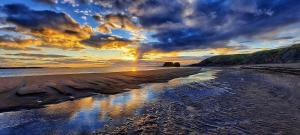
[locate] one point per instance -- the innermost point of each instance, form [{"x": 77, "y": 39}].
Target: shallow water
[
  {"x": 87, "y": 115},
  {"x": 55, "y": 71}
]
* * *
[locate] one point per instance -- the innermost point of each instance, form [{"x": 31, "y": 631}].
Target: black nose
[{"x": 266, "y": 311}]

[To do]: Collect every line above that contains the word "instance".

[Output of the exercise]:
[locate] one point per instance -- the innermost point of each instance, form [{"x": 77, "y": 39}].
[locate] one point per instance -- the innermost point of each instance, form [{"x": 31, "y": 631}].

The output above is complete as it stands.